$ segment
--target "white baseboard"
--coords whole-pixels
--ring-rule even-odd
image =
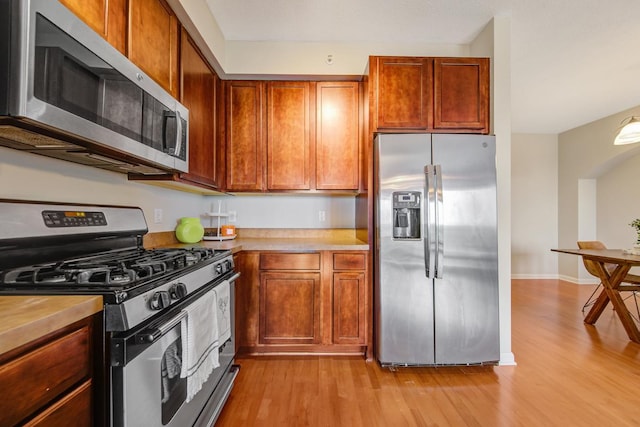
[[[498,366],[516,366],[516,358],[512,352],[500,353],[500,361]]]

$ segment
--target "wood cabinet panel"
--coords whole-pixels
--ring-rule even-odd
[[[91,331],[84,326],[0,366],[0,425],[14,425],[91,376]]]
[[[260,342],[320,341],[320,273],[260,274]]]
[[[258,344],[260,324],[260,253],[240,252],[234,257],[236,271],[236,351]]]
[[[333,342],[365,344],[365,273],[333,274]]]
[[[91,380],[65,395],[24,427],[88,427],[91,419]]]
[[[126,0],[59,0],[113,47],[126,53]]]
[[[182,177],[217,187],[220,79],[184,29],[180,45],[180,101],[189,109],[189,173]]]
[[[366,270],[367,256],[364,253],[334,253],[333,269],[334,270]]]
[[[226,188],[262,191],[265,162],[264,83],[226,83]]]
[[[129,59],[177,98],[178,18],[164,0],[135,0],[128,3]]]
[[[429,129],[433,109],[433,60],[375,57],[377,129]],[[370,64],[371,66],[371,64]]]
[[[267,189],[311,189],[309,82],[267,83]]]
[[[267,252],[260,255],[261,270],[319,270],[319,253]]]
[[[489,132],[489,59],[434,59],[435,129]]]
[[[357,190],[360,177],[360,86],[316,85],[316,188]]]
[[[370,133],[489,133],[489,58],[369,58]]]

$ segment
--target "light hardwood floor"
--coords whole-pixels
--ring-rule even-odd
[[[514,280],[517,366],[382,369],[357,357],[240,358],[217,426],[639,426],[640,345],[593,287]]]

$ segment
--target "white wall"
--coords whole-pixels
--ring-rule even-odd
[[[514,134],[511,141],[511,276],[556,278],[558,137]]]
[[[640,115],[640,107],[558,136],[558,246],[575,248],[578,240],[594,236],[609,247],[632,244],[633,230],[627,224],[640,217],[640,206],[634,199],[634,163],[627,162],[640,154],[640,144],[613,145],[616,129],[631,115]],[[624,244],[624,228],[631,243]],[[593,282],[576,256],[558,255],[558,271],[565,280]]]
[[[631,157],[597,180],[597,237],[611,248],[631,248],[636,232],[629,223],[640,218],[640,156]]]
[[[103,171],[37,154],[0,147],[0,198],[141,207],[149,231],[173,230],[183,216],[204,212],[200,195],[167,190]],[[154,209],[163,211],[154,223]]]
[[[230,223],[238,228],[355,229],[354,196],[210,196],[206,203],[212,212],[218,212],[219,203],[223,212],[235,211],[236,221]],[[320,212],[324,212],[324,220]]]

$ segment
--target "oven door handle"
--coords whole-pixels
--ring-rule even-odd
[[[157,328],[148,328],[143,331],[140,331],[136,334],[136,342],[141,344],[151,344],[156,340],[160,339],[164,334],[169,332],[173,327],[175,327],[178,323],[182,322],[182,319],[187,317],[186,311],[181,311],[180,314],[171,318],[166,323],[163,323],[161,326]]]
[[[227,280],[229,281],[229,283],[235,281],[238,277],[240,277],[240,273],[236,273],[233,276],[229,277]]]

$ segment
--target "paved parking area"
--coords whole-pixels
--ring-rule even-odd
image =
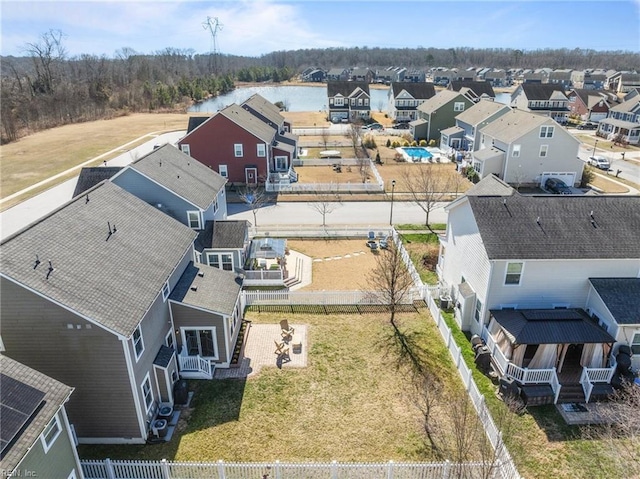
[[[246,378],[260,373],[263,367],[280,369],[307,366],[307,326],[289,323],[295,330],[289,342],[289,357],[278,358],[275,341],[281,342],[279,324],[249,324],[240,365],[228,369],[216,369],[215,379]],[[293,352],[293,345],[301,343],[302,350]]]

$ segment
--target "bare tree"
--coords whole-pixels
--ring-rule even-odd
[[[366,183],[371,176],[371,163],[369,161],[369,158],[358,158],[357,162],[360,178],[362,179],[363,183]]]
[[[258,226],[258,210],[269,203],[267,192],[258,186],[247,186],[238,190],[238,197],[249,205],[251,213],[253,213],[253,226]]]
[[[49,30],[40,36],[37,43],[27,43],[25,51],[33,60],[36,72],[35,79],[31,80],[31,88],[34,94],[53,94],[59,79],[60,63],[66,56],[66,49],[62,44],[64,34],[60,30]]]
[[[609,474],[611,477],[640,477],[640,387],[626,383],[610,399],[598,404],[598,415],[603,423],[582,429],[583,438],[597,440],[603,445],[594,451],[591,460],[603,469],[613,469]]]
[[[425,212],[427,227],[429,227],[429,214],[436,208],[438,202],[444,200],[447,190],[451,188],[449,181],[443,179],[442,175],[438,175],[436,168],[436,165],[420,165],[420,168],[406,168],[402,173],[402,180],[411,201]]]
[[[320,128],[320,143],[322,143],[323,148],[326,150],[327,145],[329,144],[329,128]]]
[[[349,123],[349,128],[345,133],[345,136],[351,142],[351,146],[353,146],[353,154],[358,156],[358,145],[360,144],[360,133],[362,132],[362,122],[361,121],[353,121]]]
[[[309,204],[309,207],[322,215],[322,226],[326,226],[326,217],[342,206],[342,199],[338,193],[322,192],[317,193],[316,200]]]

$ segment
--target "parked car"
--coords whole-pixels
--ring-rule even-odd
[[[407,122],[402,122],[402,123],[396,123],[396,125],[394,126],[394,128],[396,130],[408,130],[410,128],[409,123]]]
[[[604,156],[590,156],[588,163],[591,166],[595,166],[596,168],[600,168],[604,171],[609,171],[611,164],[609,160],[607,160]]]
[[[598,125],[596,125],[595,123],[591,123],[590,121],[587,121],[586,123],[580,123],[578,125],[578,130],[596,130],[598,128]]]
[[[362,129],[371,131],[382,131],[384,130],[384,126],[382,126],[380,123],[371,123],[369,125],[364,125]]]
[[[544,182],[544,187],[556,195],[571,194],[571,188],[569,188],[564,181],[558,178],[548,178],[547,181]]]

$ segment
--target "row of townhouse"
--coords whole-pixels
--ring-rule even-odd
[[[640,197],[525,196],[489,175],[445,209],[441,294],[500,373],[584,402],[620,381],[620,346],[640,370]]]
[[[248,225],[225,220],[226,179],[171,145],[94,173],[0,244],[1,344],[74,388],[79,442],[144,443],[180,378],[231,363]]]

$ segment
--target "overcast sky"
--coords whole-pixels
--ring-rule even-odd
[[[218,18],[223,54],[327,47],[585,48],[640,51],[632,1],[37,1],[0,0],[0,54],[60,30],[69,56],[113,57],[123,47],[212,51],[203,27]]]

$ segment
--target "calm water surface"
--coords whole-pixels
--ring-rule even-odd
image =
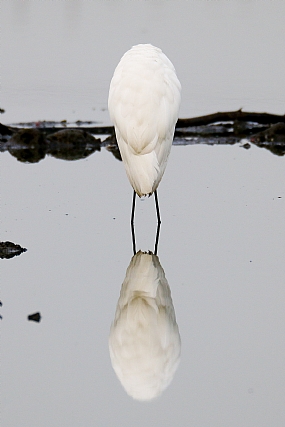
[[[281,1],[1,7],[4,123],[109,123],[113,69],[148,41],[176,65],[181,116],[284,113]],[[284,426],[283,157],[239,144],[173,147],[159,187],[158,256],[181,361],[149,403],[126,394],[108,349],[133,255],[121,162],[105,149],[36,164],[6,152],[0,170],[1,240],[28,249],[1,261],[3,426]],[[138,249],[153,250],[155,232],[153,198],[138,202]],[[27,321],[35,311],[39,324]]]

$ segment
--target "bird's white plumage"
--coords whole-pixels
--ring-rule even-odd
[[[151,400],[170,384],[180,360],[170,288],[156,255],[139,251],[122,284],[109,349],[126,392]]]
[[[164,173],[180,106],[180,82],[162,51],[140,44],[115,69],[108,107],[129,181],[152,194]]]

__________________________________________________

Work request:
Make a word-for-word repeat of the material, skipping all pictures.

Answer box:
$ segment
--target "white baseboard"
--coords whole-pixels
--ring-rule even-odd
image =
[[[498,366],[516,366],[516,358],[512,352],[500,353],[500,361]]]

$ segment
--target "wood cabinet panel"
--coords whole-pixels
--ring-rule even-odd
[[[91,331],[84,326],[0,366],[0,425],[14,425],[91,376]]]
[[[260,342],[320,341],[320,273],[260,274]]]
[[[258,344],[260,324],[260,253],[240,252],[234,257],[236,271],[236,351]]]
[[[333,342],[365,344],[365,273],[333,274]]]
[[[91,380],[65,395],[24,427],[88,427],[91,419]]]
[[[126,0],[59,0],[113,47],[126,53]]]
[[[182,177],[217,187],[220,79],[184,29],[180,45],[180,101],[189,109],[189,173]]]
[[[366,270],[367,256],[364,253],[334,253],[333,269],[334,270]]]
[[[226,188],[262,191],[265,162],[264,83],[226,83]]]
[[[129,59],[177,98],[178,18],[164,0],[135,0],[128,3]]]
[[[429,129],[433,109],[433,60],[375,57],[377,129]],[[370,64],[371,66],[371,64]]]
[[[267,189],[311,189],[309,82],[267,83]]]
[[[267,252],[260,255],[261,270],[319,270],[319,253]]]
[[[489,132],[489,59],[434,59],[435,129]]]
[[[357,190],[360,177],[360,86],[316,85],[316,188]]]
[[[370,133],[489,133],[489,58],[369,58]]]

$ segment
--target "light hardwood floor"
--coords whole-pixels
--ring-rule even-odd
[[[514,280],[517,366],[382,369],[357,357],[240,358],[217,426],[639,426],[640,345],[593,287]]]

$ segment
--target "white wall"
--coords whole-pixels
--ring-rule even-odd
[[[514,134],[511,141],[511,276],[556,278],[558,137]]]
[[[640,115],[640,107],[558,136],[558,246],[575,248],[578,240],[594,236],[609,247],[632,244],[633,230],[627,224],[640,217],[640,206],[634,199],[634,163],[627,162],[640,154],[640,144],[613,145],[616,129],[631,115]],[[624,244],[624,228],[631,243]],[[593,282],[576,256],[558,255],[558,271],[565,280]]]
[[[631,157],[597,180],[597,237],[611,248],[631,248],[636,232],[629,223],[640,218],[640,156]]]
[[[103,171],[37,154],[0,147],[0,198],[141,207],[149,231],[173,230],[183,216],[204,212],[200,195],[167,190]],[[154,209],[163,211],[154,223]]]
[[[230,223],[238,228],[355,229],[354,196],[210,196],[206,203],[212,212],[218,212],[219,203],[223,212],[235,211],[236,221]],[[320,212],[324,212],[324,220]]]

$ segment
--target "oven door handle"
--coords whole-pixels
--ring-rule even-odd
[[[157,328],[148,328],[143,331],[140,331],[136,334],[136,342],[141,344],[151,344],[156,340],[160,339],[164,334],[169,332],[173,327],[175,327],[178,323],[182,322],[182,319],[187,317],[186,311],[181,311],[180,314],[171,318],[166,323],[163,323],[161,326]]]
[[[227,280],[229,281],[229,283],[235,281],[238,277],[240,277],[240,273],[236,273],[233,276],[229,277]]]

$ segment
--target "paved parking area"
--coords whole-pixels
--ring-rule even-odd
image =
[[[246,378],[260,373],[263,367],[280,369],[307,366],[307,326],[289,323],[295,330],[289,342],[289,357],[278,358],[275,341],[281,342],[279,324],[249,324],[240,365],[228,369],[216,369],[215,379]],[[293,352],[293,345],[301,343],[302,350]]]

$ segment
--target "bare tree"
--coords whole-pixels
--ring-rule even-odd
[[[366,183],[371,176],[371,163],[369,161],[369,158],[358,158],[357,162],[360,178],[362,179],[363,183]]]
[[[258,226],[258,210],[269,203],[267,192],[258,186],[247,186],[238,190],[238,197],[249,205],[251,213],[253,213],[253,226]]]
[[[49,30],[40,36],[37,43],[27,43],[25,51],[33,60],[36,72],[35,79],[31,80],[31,88],[34,94],[53,94],[59,79],[60,63],[66,56],[66,49],[62,44],[64,34],[60,30]]]
[[[609,474],[611,477],[640,477],[640,387],[626,383],[610,399],[598,404],[598,415],[603,423],[582,429],[583,438],[597,440],[603,445],[594,451],[591,460],[603,469],[613,469]]]
[[[425,212],[427,227],[429,227],[429,214],[436,208],[438,202],[444,200],[447,190],[451,188],[449,181],[443,179],[442,175],[438,175],[436,168],[436,165],[420,165],[420,168],[406,168],[402,173],[402,180],[411,201]]]
[[[320,128],[320,143],[322,143],[323,148],[326,150],[327,145],[329,144],[329,128]]]
[[[349,123],[349,128],[345,133],[345,136],[351,142],[351,146],[353,146],[353,154],[358,156],[358,145],[360,144],[360,133],[362,132],[362,122],[361,121],[353,121]]]
[[[309,204],[309,207],[322,215],[322,226],[326,226],[326,217],[342,206],[342,199],[338,193],[322,192],[317,193],[316,200]]]

$ segment
--target "parked car"
--coords whole-pixels
--ring-rule even-odd
[[[407,122],[402,122],[402,123],[396,123],[396,125],[394,126],[394,128],[396,130],[408,130],[410,128],[409,123]]]
[[[604,156],[590,156],[588,163],[591,166],[595,166],[596,168],[600,168],[604,171],[609,171],[611,164],[609,160],[607,160]]]
[[[598,125],[596,125],[595,123],[591,123],[590,121],[587,121],[586,123],[580,123],[578,125],[578,130],[596,130],[598,128]]]
[[[362,129],[371,131],[382,131],[384,130],[384,126],[382,126],[380,123],[371,123],[369,125],[364,125]]]
[[[544,182],[544,187],[556,195],[571,194],[571,188],[569,188],[564,181],[558,178],[548,178],[547,181]]]

$ segment
--target "row of townhouse"
--coords whole-pixels
--ring-rule even-odd
[[[640,197],[525,196],[489,175],[445,209],[441,294],[500,373],[584,402],[620,381],[620,346],[640,370]]]
[[[248,225],[225,220],[226,179],[171,145],[94,173],[0,244],[1,344],[74,388],[79,442],[144,443],[180,378],[231,363]]]

$ segment
--target "overcast sky"
--coords whole-pixels
--ring-rule even-odd
[[[218,18],[223,54],[327,47],[585,48],[640,51],[632,1],[37,1],[0,0],[0,54],[60,30],[69,56],[113,57],[123,47],[212,51],[203,27]]]

$ segment
--target "calm water surface"
--coords whole-pixels
--ring-rule even-odd
image =
[[[281,1],[1,7],[4,123],[109,123],[113,69],[148,41],[176,65],[181,116],[284,113]],[[284,426],[283,157],[239,144],[173,147],[159,187],[158,256],[181,361],[149,403],[126,394],[108,349],[133,255],[121,162],[105,149],[36,164],[6,152],[0,170],[1,240],[28,249],[1,261],[3,426]],[[138,249],[153,250],[155,232],[153,198],[138,202]],[[27,321],[35,311],[39,324]]]

$ segment
--target "bird's white plumage"
--coords whole-pixels
--ring-rule even-odd
[[[151,400],[170,384],[180,360],[170,288],[156,255],[139,251],[122,284],[109,349],[126,392]]]
[[[164,173],[180,106],[180,82],[162,51],[140,44],[115,69],[108,107],[129,181],[152,194]]]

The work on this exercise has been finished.